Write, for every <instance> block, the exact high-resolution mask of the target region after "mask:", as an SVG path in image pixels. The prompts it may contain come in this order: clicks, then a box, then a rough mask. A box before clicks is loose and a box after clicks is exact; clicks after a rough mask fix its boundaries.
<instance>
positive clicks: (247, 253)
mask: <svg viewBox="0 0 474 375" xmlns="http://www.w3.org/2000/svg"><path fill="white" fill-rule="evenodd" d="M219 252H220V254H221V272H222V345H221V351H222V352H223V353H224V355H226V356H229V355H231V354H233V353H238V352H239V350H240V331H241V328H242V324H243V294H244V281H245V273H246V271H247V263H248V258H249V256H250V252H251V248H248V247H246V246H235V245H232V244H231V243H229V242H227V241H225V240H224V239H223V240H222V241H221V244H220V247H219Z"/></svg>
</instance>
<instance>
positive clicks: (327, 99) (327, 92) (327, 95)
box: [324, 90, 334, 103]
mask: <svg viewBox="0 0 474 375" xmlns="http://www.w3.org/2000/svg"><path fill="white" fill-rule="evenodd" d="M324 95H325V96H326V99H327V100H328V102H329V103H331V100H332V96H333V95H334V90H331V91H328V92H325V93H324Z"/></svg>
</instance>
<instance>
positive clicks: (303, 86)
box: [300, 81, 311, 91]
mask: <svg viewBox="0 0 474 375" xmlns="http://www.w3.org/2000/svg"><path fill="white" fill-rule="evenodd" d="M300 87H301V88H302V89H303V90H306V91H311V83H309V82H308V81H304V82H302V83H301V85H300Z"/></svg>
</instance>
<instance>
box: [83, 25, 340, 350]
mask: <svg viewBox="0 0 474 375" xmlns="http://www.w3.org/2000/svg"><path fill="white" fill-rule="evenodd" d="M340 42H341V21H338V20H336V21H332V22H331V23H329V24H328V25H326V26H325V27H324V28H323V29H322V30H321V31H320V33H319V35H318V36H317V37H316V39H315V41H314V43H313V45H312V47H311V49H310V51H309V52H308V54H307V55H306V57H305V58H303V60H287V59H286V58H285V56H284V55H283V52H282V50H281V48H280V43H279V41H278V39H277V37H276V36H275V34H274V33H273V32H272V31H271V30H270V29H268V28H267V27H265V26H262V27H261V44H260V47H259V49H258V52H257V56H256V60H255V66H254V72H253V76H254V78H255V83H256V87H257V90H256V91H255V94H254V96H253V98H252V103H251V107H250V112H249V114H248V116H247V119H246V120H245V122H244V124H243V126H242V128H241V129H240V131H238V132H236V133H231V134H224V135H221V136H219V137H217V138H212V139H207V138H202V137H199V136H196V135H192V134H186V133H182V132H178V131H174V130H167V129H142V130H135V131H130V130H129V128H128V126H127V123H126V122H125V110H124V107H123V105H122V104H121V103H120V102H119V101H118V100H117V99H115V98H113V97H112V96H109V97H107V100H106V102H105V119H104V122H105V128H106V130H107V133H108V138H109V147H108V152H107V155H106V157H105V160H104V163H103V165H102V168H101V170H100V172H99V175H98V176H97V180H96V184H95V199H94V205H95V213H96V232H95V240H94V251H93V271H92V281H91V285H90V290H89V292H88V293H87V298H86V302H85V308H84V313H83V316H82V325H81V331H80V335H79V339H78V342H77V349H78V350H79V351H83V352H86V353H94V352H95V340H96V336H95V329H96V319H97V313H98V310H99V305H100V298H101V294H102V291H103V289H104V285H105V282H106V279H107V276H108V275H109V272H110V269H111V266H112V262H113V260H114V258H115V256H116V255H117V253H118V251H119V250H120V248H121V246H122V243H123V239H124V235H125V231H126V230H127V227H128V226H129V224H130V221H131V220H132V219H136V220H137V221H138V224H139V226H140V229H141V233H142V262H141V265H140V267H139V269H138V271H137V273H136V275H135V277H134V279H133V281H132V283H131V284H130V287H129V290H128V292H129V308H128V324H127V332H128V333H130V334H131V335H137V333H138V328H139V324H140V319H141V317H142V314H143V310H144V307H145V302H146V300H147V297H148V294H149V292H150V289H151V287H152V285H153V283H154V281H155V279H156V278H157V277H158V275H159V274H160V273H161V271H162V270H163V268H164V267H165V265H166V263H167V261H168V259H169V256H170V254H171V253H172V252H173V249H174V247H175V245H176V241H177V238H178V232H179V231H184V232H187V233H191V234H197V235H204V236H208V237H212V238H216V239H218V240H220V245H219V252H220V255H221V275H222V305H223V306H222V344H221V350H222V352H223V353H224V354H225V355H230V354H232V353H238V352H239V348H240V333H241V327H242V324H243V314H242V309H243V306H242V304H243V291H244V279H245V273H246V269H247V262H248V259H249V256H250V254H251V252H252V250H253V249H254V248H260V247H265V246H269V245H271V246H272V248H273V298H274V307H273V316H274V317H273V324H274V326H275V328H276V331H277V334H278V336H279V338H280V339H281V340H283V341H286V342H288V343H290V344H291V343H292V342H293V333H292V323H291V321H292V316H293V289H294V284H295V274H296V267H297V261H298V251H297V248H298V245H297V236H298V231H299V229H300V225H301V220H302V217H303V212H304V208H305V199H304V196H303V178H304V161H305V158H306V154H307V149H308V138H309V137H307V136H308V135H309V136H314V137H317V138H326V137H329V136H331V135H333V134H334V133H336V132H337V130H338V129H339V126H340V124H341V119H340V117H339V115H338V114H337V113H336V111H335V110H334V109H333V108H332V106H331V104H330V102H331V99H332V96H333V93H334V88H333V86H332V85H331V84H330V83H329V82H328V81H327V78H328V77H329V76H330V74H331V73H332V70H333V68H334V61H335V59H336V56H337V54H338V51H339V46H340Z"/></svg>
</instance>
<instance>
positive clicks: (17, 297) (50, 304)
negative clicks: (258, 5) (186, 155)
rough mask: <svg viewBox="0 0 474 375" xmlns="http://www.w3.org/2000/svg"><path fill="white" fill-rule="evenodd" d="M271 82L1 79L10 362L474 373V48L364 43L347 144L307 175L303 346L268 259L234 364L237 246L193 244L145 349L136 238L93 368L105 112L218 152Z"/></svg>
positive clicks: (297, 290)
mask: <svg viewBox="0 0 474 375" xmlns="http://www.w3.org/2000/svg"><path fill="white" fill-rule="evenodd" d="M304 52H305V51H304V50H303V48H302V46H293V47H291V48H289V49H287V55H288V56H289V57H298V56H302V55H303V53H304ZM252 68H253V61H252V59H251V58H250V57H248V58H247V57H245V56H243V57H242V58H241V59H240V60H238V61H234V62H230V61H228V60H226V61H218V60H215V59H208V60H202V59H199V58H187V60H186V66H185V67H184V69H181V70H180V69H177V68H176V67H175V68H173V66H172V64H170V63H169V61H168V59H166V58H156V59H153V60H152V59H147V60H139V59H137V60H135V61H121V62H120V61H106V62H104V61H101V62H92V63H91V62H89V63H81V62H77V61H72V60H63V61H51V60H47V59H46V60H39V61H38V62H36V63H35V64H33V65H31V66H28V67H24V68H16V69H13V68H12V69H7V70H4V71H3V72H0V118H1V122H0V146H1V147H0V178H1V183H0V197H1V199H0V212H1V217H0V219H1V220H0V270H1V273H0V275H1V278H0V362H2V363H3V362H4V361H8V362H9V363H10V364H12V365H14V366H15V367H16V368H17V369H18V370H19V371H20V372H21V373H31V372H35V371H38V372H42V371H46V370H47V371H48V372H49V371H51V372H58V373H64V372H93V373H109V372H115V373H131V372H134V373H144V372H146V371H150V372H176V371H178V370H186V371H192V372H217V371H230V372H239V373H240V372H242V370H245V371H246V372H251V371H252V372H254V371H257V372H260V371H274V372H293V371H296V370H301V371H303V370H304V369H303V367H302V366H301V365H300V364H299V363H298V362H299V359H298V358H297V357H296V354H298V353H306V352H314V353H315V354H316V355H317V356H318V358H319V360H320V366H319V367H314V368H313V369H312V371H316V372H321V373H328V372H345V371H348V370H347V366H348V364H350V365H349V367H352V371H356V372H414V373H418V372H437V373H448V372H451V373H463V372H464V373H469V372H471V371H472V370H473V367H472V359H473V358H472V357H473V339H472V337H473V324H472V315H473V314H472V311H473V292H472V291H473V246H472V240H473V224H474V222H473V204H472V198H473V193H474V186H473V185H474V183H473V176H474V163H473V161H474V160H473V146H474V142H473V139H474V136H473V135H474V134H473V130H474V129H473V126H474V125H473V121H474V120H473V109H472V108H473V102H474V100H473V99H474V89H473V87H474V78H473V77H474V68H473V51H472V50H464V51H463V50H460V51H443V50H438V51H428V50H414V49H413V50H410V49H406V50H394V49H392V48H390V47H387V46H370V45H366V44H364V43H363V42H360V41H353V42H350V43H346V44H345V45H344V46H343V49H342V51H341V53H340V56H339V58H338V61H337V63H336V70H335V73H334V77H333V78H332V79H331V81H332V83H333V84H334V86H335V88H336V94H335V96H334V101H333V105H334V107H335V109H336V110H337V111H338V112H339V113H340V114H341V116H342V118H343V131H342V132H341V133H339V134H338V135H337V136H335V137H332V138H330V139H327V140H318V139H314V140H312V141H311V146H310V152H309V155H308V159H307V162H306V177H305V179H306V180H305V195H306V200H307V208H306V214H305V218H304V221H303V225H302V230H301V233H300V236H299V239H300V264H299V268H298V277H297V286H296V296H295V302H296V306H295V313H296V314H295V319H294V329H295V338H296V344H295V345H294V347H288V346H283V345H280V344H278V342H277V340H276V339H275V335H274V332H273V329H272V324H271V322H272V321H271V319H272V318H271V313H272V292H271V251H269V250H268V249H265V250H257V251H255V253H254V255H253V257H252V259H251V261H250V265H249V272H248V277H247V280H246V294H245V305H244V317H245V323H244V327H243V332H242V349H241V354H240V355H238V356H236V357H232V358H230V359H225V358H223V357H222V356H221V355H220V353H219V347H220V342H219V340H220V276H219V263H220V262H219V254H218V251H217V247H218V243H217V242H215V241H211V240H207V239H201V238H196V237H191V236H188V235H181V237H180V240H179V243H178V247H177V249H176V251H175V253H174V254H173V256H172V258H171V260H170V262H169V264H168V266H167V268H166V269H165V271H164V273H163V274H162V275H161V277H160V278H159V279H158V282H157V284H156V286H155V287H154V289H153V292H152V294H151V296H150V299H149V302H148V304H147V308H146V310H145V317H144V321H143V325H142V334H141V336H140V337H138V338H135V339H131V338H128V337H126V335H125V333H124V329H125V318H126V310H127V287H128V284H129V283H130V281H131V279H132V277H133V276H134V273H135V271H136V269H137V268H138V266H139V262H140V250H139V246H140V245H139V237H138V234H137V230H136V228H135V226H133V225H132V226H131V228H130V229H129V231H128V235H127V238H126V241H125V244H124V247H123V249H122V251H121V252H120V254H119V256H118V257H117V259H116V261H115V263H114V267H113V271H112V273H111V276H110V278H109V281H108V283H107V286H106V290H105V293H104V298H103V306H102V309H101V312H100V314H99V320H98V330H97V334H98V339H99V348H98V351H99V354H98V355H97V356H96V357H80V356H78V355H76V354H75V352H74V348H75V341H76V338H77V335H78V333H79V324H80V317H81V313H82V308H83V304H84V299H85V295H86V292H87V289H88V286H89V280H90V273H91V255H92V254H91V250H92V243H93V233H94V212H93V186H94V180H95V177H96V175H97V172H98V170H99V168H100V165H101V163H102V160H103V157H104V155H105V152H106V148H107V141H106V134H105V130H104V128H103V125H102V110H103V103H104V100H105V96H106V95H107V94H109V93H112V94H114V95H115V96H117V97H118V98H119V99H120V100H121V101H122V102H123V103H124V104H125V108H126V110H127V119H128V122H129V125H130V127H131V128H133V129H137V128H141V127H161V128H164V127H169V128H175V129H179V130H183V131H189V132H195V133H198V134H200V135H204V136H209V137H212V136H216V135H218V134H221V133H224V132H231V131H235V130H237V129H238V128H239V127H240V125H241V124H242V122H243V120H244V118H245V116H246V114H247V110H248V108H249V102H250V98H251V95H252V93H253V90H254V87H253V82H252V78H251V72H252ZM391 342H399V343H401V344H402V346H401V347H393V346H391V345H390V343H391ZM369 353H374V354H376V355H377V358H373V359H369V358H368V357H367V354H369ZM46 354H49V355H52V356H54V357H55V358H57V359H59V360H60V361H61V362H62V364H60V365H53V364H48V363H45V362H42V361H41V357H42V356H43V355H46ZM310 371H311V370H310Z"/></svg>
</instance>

WHAT YOU NEED TO DO: Word for word, restate the lines of the listing above starting at the line with "negative clicks: (258, 5) (186, 155)" and ending at the line with "rough mask: <svg", and nothing outside them.

SOLUTION TO THE EXERCISE:
negative clicks: (258, 5) (186, 155)
rough mask: <svg viewBox="0 0 474 375" xmlns="http://www.w3.org/2000/svg"><path fill="white" fill-rule="evenodd" d="M271 82L1 79L10 362L474 373V48L364 43L347 144L307 175L303 346L268 259L234 364L237 246L193 244L145 349L136 238L93 368L105 112L218 152Z"/></svg>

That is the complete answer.